• Source passage:
- - -

UCLA scientists have developed a new drug therapy to treat multiple myeloma, the second most common blood cancer in the United States. This first-of-its-kind experimental treatment would prevent myeloma cells—which accumulate in the bone marrow where they eventually push out healthy blood cells—from growing to slow or stop the spread of the disease.
In the one-year study, UCLA researchers analyzed the effects of an experimental drug called compound 11 in myeloma cell lines. They combined it with another drug, bortezomib (Velcade), which was approved by the U.S. Food & Drug Administration in 2008 for use in the treatment of lymphoma. Results showed that the drugs, working in tandem, targeted a specific protein to stop cancer cells in the bone marrow from replicating, and eventually causing them to die.
Dr. Alan Lichtenstein, a member of UCLA’s Jonsson Comprehensive Cancer Center and lead author of the study, and colleagues focused on using compound 11 and bortezomib to target a specific oncogene called Myc that is known to have the potential to cause cancer.
“Compound 11 will prevent the transmission of the Myc RNA into Myc protein, and prevent the Myc protein from being synthesized in the multiple myeloma cells when those cell lines are being stressed by the drug bortezomib,” said Lichtenstein, a UCLA professor of hematology and oncology. “Though this research is only in the preliminary phases, we hope that it will eventually lead to human clinical trials and the development of new treatments for this devastating disease.”
The complete study is now available online in the journal Oncogene.

- - -

• Information provided:
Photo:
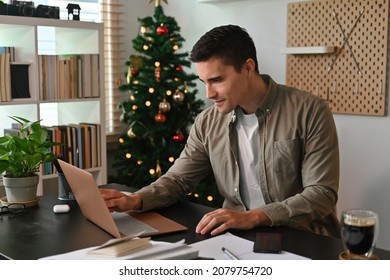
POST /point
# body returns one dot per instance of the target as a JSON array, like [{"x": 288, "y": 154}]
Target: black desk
[{"x": 38, "y": 232}]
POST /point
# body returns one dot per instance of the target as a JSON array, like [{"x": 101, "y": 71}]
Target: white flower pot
[{"x": 22, "y": 189}]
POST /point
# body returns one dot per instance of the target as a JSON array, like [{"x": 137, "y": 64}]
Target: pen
[{"x": 229, "y": 254}]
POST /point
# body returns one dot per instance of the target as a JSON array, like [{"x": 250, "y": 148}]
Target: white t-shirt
[{"x": 247, "y": 128}]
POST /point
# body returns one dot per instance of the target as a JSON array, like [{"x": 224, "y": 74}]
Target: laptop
[{"x": 93, "y": 207}]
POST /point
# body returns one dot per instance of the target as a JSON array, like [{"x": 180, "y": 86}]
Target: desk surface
[{"x": 38, "y": 232}]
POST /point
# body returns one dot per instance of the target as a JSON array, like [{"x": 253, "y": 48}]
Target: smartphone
[{"x": 268, "y": 242}]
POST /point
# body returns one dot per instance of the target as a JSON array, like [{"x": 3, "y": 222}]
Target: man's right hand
[{"x": 120, "y": 202}]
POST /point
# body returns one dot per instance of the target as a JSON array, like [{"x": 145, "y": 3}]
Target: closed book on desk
[{"x": 122, "y": 246}]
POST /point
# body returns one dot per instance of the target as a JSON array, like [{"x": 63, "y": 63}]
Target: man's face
[{"x": 224, "y": 85}]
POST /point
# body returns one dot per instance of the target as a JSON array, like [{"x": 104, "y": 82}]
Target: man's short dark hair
[{"x": 231, "y": 43}]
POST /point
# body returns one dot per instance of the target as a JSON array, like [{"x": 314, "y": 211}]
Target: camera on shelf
[
  {"x": 21, "y": 8},
  {"x": 47, "y": 12}
]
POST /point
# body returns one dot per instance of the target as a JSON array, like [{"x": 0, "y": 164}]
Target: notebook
[{"x": 93, "y": 207}]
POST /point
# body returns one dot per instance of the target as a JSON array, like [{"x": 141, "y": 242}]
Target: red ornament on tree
[
  {"x": 160, "y": 118},
  {"x": 178, "y": 137},
  {"x": 162, "y": 30}
]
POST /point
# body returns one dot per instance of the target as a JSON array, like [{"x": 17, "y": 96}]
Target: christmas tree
[{"x": 162, "y": 105}]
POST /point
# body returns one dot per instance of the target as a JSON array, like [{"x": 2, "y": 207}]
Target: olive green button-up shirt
[{"x": 298, "y": 169}]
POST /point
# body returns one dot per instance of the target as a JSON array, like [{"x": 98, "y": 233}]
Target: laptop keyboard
[{"x": 128, "y": 225}]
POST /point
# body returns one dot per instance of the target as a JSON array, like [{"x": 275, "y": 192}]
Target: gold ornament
[
  {"x": 131, "y": 134},
  {"x": 178, "y": 96},
  {"x": 164, "y": 106},
  {"x": 158, "y": 169}
]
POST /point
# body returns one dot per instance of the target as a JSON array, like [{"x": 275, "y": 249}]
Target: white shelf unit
[{"x": 32, "y": 37}]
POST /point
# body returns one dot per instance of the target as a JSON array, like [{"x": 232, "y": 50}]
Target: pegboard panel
[{"x": 352, "y": 78}]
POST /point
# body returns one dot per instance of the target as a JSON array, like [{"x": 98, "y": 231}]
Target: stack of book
[
  {"x": 68, "y": 77},
  {"x": 7, "y": 55}
]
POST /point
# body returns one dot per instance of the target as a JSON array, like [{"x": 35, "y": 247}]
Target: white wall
[{"x": 364, "y": 141}]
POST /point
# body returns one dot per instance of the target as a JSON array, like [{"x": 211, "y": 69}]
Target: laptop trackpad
[{"x": 128, "y": 225}]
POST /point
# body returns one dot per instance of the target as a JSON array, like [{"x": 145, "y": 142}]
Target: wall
[{"x": 365, "y": 156}]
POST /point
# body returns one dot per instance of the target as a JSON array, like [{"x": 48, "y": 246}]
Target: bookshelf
[{"x": 37, "y": 38}]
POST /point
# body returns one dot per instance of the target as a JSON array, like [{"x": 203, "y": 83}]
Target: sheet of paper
[
  {"x": 158, "y": 250},
  {"x": 240, "y": 247}
]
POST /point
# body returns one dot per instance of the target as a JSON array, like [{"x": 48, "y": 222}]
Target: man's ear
[{"x": 249, "y": 66}]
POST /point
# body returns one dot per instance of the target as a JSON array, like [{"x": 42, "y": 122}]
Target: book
[{"x": 121, "y": 246}]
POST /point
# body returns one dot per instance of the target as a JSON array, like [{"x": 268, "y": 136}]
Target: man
[{"x": 273, "y": 149}]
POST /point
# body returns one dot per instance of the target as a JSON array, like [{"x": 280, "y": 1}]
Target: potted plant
[{"x": 21, "y": 156}]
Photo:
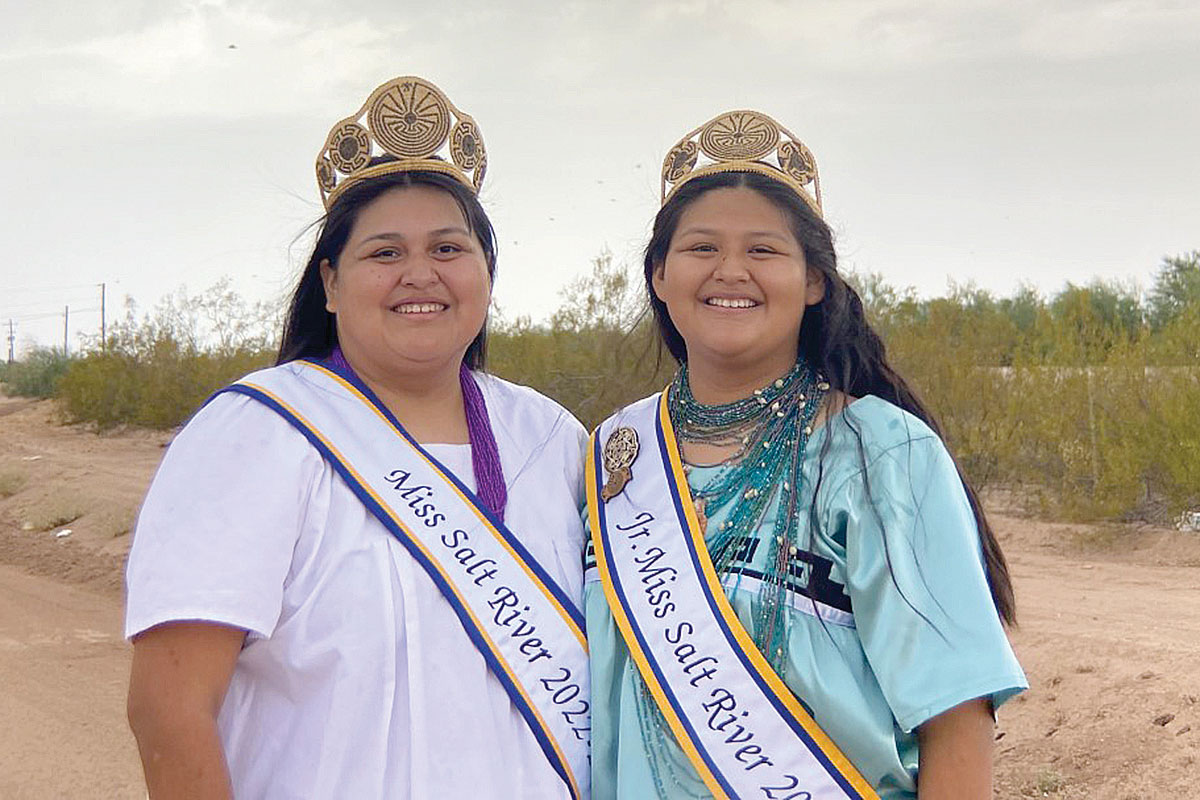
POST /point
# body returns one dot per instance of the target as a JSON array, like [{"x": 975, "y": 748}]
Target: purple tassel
[{"x": 485, "y": 455}]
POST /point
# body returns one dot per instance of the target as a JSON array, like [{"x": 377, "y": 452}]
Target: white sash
[
  {"x": 743, "y": 729},
  {"x": 523, "y": 624}
]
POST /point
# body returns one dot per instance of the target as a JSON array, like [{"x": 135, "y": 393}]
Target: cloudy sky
[{"x": 153, "y": 144}]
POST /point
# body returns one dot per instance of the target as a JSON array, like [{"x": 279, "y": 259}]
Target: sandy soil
[{"x": 1109, "y": 633}]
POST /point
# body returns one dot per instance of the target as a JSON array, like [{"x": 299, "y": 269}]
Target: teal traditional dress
[{"x": 891, "y": 620}]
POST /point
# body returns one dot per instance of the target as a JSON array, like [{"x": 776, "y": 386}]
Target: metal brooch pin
[{"x": 619, "y": 452}]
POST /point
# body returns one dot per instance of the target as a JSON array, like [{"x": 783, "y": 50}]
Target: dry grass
[
  {"x": 11, "y": 482},
  {"x": 54, "y": 511}
]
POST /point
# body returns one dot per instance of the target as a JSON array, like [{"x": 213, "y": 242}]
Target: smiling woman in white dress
[{"x": 358, "y": 573}]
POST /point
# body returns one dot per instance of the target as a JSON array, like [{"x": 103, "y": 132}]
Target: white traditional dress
[{"x": 357, "y": 678}]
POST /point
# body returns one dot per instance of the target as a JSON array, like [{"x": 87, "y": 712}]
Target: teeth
[{"x": 418, "y": 307}]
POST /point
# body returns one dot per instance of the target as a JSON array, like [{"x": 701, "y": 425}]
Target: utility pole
[{"x": 103, "y": 329}]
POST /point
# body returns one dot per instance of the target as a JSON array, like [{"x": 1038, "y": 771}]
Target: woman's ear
[
  {"x": 329, "y": 280},
  {"x": 658, "y": 277},
  {"x": 815, "y": 290}
]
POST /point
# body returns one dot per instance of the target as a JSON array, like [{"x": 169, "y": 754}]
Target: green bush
[
  {"x": 1085, "y": 401},
  {"x": 37, "y": 374},
  {"x": 155, "y": 371}
]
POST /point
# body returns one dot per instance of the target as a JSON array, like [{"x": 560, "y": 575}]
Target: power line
[{"x": 59, "y": 288}]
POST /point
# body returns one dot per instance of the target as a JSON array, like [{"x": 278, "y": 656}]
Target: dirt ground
[{"x": 1109, "y": 633}]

- - -

• Action item: Return the stretch of the myeloma drug article that starts with "UCLA scientists have" and ends after "them to die.", copied word for word. The records play no part in what follows and can be set aside.

• Answer to the exercise:
UCLA scientists have developed a new drug therapy to treat multiple myeloma, the second most common blood cancer in the United States. This first-of-its-kind experimental treatment would prevent myeloma cells—which accumulate in the bone marrow where they eventually push out healthy blood cells—from growing to slow or stop the spread of the disease.
In the one-year study, UCLA researchers analyzed the effects of an experimental drug called compound 11 in myeloma cell lines. They combined it with another drug, bortezomib (Velcade), which was approved by the U.S. Food & Drug Administration in 2008 for use in the treatment of lymphoma. Results showed that the drugs, working in tandem, targeted a specific protein to stop cancer cells in the bone marrow from replicating, and eventually causing them to die.